> [Written exercise]
Return the lines beginning at the one that contains "[point] every instance of the jeans" and running to the end of the records, exactly and with nothing else. Omit pictures.

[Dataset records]
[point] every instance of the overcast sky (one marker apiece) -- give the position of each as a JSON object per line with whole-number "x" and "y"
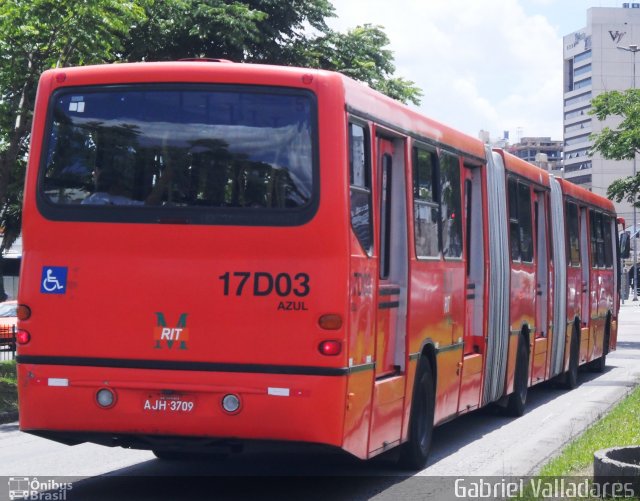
{"x": 494, "y": 65}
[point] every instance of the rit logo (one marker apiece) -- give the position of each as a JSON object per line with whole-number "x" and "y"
{"x": 170, "y": 337}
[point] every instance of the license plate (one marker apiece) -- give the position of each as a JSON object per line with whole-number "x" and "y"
{"x": 169, "y": 403}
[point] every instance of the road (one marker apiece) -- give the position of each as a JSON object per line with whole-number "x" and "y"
{"x": 483, "y": 444}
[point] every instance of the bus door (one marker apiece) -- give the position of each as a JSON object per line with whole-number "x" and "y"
{"x": 585, "y": 307}
{"x": 391, "y": 230}
{"x": 474, "y": 219}
{"x": 541, "y": 335}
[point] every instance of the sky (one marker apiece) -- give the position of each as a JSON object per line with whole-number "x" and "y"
{"x": 493, "y": 65}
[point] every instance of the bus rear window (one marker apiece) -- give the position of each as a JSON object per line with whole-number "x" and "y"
{"x": 215, "y": 154}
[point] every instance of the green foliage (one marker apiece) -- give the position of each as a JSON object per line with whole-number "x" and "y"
{"x": 8, "y": 370}
{"x": 270, "y": 32}
{"x": 361, "y": 54}
{"x": 621, "y": 142}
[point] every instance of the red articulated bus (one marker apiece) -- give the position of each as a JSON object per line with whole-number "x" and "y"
{"x": 217, "y": 253}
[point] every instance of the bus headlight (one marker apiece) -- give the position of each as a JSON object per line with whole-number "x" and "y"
{"x": 231, "y": 403}
{"x": 105, "y": 398}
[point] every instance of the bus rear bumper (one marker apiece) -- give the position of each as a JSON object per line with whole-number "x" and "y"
{"x": 61, "y": 402}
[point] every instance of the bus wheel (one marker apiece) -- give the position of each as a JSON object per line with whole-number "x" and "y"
{"x": 599, "y": 364}
{"x": 518, "y": 399}
{"x": 415, "y": 452}
{"x": 571, "y": 376}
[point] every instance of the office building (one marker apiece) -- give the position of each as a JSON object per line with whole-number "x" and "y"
{"x": 595, "y": 62}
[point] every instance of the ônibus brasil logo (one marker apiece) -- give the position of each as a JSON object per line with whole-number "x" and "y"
{"x": 171, "y": 337}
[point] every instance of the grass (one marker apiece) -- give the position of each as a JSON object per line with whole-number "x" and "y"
{"x": 619, "y": 427}
{"x": 8, "y": 386}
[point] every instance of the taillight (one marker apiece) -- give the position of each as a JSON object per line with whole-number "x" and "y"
{"x": 22, "y": 336}
{"x": 23, "y": 312}
{"x": 105, "y": 398}
{"x": 231, "y": 403}
{"x": 330, "y": 347}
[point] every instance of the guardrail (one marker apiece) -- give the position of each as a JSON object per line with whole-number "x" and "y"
{"x": 7, "y": 342}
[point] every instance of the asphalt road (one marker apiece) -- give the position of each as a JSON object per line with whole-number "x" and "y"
{"x": 482, "y": 444}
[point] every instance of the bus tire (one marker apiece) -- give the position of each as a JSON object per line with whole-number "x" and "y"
{"x": 599, "y": 364}
{"x": 571, "y": 376}
{"x": 414, "y": 453}
{"x": 518, "y": 399}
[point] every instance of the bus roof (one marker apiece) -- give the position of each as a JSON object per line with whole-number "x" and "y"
{"x": 363, "y": 101}
{"x": 579, "y": 193}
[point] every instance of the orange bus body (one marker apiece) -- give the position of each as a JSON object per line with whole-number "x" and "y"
{"x": 383, "y": 246}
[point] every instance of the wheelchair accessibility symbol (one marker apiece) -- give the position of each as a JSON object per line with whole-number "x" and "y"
{"x": 54, "y": 280}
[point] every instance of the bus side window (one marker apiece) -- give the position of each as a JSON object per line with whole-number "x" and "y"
{"x": 524, "y": 219}
{"x": 425, "y": 203}
{"x": 573, "y": 234}
{"x": 360, "y": 181}
{"x": 608, "y": 241}
{"x": 450, "y": 206}
{"x": 514, "y": 227}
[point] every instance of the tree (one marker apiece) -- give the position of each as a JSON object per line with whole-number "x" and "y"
{"x": 361, "y": 53}
{"x": 621, "y": 142}
{"x": 264, "y": 31}
{"x": 36, "y": 35}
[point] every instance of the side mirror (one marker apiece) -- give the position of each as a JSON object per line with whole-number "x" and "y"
{"x": 625, "y": 245}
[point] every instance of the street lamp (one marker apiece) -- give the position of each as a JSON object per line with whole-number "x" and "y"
{"x": 633, "y": 49}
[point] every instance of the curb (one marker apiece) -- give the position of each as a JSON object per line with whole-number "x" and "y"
{"x": 8, "y": 417}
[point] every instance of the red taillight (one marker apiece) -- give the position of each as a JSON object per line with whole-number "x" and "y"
{"x": 23, "y": 312}
{"x": 330, "y": 347}
{"x": 22, "y": 336}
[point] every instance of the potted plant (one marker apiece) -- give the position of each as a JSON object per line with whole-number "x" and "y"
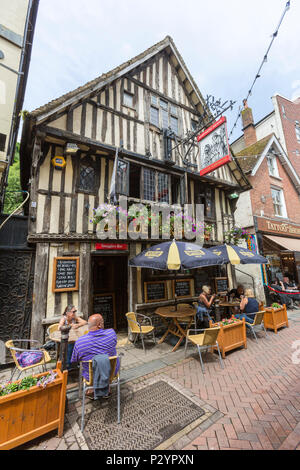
{"x": 232, "y": 334}
{"x": 32, "y": 407}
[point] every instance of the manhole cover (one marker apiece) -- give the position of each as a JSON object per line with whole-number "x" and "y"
{"x": 148, "y": 417}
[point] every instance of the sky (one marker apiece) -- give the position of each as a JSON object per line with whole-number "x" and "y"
{"x": 222, "y": 42}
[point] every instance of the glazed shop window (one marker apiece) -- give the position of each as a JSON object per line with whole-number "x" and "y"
{"x": 272, "y": 165}
{"x": 163, "y": 114}
{"x": 87, "y": 181}
{"x": 205, "y": 195}
{"x": 149, "y": 184}
{"x": 278, "y": 202}
{"x": 140, "y": 182}
{"x": 128, "y": 99}
{"x": 122, "y": 177}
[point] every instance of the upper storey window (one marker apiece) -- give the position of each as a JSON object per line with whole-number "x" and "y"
{"x": 163, "y": 114}
{"x": 128, "y": 99}
{"x": 88, "y": 175}
{"x": 272, "y": 165}
{"x": 297, "y": 129}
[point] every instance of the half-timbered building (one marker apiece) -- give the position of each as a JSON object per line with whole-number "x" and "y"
{"x": 68, "y": 152}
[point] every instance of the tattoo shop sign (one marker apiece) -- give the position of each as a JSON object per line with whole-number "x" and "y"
{"x": 214, "y": 147}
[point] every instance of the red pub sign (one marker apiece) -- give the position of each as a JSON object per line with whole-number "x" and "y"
{"x": 214, "y": 147}
{"x": 111, "y": 246}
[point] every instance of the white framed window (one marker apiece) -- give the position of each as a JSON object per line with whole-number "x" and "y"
{"x": 164, "y": 114}
{"x": 278, "y": 202}
{"x": 128, "y": 99}
{"x": 272, "y": 165}
{"x": 297, "y": 129}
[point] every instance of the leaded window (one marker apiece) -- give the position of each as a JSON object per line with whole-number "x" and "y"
{"x": 87, "y": 176}
{"x": 149, "y": 184}
{"x": 128, "y": 99}
{"x": 164, "y": 114}
{"x": 163, "y": 187}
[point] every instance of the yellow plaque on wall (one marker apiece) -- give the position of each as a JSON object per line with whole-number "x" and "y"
{"x": 59, "y": 163}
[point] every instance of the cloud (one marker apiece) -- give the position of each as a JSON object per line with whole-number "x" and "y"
{"x": 222, "y": 44}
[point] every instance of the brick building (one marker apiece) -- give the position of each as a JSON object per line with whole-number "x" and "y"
{"x": 271, "y": 211}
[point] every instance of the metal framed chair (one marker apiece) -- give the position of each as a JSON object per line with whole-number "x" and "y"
{"x": 185, "y": 320}
{"x": 205, "y": 340}
{"x": 114, "y": 380}
{"x": 257, "y": 323}
{"x": 11, "y": 345}
{"x": 138, "y": 329}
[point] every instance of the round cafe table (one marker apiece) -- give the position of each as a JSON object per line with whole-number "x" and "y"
{"x": 74, "y": 334}
{"x": 178, "y": 321}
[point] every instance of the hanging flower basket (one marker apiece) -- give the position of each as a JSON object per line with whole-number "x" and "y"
{"x": 235, "y": 236}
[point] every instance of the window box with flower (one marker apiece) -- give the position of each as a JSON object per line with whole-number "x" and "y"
{"x": 32, "y": 407}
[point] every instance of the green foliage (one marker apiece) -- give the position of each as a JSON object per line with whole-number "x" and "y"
{"x": 13, "y": 195}
{"x": 276, "y": 305}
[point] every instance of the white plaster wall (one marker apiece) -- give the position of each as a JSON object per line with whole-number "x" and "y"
{"x": 243, "y": 214}
{"x": 13, "y": 16}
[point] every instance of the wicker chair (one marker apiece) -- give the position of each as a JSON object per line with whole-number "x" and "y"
{"x": 114, "y": 380}
{"x": 257, "y": 323}
{"x": 138, "y": 329}
{"x": 11, "y": 345}
{"x": 205, "y": 340}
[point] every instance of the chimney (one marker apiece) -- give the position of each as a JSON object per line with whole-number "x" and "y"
{"x": 248, "y": 125}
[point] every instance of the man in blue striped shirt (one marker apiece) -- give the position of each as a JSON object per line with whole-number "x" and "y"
{"x": 97, "y": 341}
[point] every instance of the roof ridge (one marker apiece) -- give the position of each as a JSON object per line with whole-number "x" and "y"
{"x": 168, "y": 39}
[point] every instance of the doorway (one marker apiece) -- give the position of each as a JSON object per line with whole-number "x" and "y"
{"x": 109, "y": 284}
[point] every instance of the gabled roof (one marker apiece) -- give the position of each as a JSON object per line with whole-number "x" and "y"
{"x": 93, "y": 86}
{"x": 249, "y": 156}
{"x": 252, "y": 157}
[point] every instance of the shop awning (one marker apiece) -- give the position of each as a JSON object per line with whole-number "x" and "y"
{"x": 291, "y": 244}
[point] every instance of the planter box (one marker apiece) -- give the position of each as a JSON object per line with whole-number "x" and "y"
{"x": 231, "y": 336}
{"x": 28, "y": 414}
{"x": 275, "y": 318}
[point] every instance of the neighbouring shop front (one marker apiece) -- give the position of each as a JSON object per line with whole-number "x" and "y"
{"x": 280, "y": 243}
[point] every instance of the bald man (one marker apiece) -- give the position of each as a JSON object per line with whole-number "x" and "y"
{"x": 97, "y": 341}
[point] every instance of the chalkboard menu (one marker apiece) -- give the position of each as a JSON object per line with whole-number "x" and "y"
{"x": 65, "y": 274}
{"x": 183, "y": 288}
{"x": 221, "y": 285}
{"x": 155, "y": 291}
{"x": 105, "y": 305}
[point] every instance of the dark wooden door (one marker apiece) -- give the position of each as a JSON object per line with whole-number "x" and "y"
{"x": 110, "y": 276}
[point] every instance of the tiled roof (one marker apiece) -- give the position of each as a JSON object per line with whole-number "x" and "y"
{"x": 249, "y": 156}
{"x": 167, "y": 41}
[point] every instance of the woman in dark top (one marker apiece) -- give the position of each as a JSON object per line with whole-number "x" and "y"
{"x": 249, "y": 306}
{"x": 205, "y": 302}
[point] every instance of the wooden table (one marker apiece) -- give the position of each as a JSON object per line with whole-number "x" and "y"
{"x": 171, "y": 316}
{"x": 229, "y": 305}
{"x": 74, "y": 334}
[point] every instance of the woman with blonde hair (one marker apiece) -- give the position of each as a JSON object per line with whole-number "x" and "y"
{"x": 205, "y": 302}
{"x": 248, "y": 306}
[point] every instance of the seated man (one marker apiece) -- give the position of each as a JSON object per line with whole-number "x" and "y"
{"x": 236, "y": 293}
{"x": 97, "y": 341}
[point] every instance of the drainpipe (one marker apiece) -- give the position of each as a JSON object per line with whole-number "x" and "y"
{"x": 20, "y": 90}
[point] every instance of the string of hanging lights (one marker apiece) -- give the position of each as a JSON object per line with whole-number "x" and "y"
{"x": 265, "y": 59}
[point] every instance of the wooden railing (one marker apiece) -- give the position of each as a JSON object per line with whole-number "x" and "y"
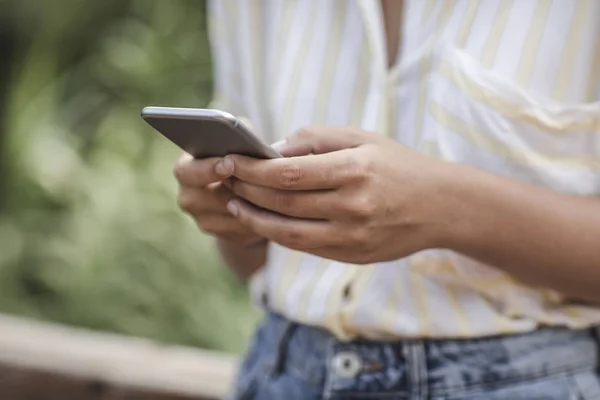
{"x": 48, "y": 361}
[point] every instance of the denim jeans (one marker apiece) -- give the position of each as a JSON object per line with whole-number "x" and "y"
{"x": 290, "y": 361}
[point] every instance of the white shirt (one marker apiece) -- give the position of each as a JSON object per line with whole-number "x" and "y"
{"x": 511, "y": 87}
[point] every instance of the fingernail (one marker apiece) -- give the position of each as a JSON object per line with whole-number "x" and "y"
{"x": 233, "y": 208}
{"x": 224, "y": 167}
{"x": 279, "y": 145}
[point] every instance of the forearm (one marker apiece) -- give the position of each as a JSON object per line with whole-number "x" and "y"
{"x": 244, "y": 260}
{"x": 537, "y": 235}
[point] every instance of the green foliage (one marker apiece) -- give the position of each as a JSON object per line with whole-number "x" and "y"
{"x": 90, "y": 233}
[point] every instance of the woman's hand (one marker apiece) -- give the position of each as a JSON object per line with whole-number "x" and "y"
{"x": 203, "y": 196}
{"x": 358, "y": 198}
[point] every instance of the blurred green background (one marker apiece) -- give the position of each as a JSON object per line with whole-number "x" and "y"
{"x": 90, "y": 232}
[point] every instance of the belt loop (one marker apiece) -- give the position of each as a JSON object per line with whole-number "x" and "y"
{"x": 596, "y": 335}
{"x": 281, "y": 350}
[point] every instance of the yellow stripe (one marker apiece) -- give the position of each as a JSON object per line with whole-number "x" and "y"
{"x": 393, "y": 305}
{"x": 484, "y": 141}
{"x": 571, "y": 50}
{"x": 417, "y": 282}
{"x": 333, "y": 305}
{"x": 452, "y": 291}
{"x": 283, "y": 32}
{"x": 301, "y": 59}
{"x": 466, "y": 24}
{"x": 496, "y": 32}
{"x": 360, "y": 280}
{"x": 593, "y": 86}
{"x": 323, "y": 103}
{"x": 425, "y": 68}
{"x": 307, "y": 292}
{"x": 427, "y": 10}
{"x": 535, "y": 116}
{"x": 289, "y": 272}
{"x": 532, "y": 43}
{"x": 361, "y": 86}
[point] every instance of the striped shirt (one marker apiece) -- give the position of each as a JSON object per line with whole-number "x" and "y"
{"x": 511, "y": 87}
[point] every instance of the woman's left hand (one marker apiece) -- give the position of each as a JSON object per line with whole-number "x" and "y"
{"x": 344, "y": 194}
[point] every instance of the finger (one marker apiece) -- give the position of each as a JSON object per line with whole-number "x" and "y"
{"x": 210, "y": 199}
{"x": 198, "y": 173}
{"x": 313, "y": 172}
{"x": 301, "y": 204}
{"x": 320, "y": 140}
{"x": 294, "y": 233}
{"x": 223, "y": 225}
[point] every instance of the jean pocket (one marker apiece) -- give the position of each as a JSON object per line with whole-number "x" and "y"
{"x": 578, "y": 386}
{"x": 587, "y": 385}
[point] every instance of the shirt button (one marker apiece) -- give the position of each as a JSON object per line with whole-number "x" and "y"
{"x": 346, "y": 365}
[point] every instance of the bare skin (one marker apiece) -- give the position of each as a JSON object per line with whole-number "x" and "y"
{"x": 203, "y": 196}
{"x": 363, "y": 198}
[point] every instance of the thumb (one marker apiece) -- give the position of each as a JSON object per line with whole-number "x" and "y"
{"x": 320, "y": 140}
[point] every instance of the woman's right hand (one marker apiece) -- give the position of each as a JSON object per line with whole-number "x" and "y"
{"x": 203, "y": 195}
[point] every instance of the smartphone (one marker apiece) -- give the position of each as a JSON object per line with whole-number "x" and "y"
{"x": 207, "y": 133}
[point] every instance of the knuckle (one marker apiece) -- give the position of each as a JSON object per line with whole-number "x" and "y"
{"x": 291, "y": 238}
{"x": 284, "y": 202}
{"x": 290, "y": 175}
{"x": 360, "y": 238}
{"x": 210, "y": 227}
{"x": 363, "y": 207}
{"x": 180, "y": 170}
{"x": 304, "y": 133}
{"x": 187, "y": 201}
{"x": 363, "y": 167}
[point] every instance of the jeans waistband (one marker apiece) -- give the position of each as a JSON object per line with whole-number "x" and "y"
{"x": 442, "y": 366}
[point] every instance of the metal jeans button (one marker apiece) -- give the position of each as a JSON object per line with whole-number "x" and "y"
{"x": 346, "y": 364}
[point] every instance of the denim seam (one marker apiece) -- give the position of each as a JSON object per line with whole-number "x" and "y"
{"x": 538, "y": 377}
{"x": 327, "y": 389}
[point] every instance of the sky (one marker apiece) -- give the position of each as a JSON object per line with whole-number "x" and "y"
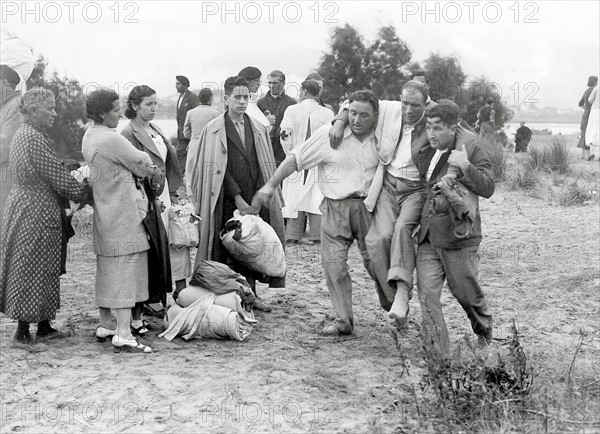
{"x": 537, "y": 52}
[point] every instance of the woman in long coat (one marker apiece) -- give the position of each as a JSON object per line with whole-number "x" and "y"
{"x": 144, "y": 135}
{"x": 120, "y": 204}
{"x": 32, "y": 226}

> [Complete output]
[point] every instance of the jeans waistband (one marker apiece) -- give the position of each as a JSON object per line with whole-number "x" and "y"
{"x": 442, "y": 366}
[point] every instance of the metal jeans button (one marker apiece) -- give the position of each as a JSON object per line with whole-number "x" and "y"
{"x": 346, "y": 364}
[point] every instance of the denim seam (one marker apiece) -- give the position of each as a JSON object per line with whole-number "x" and "y"
{"x": 538, "y": 377}
{"x": 327, "y": 389}
[point] every instance of the sky (one marker apiece) -- give the position of each as a JSON object per line with whole-number "x" and "y"
{"x": 537, "y": 52}
[point] every instance of the woman in long coat (one marker apiece) -- give the position of each as a JSON object per line with whole-number "x" and "y"
{"x": 144, "y": 135}
{"x": 120, "y": 204}
{"x": 32, "y": 226}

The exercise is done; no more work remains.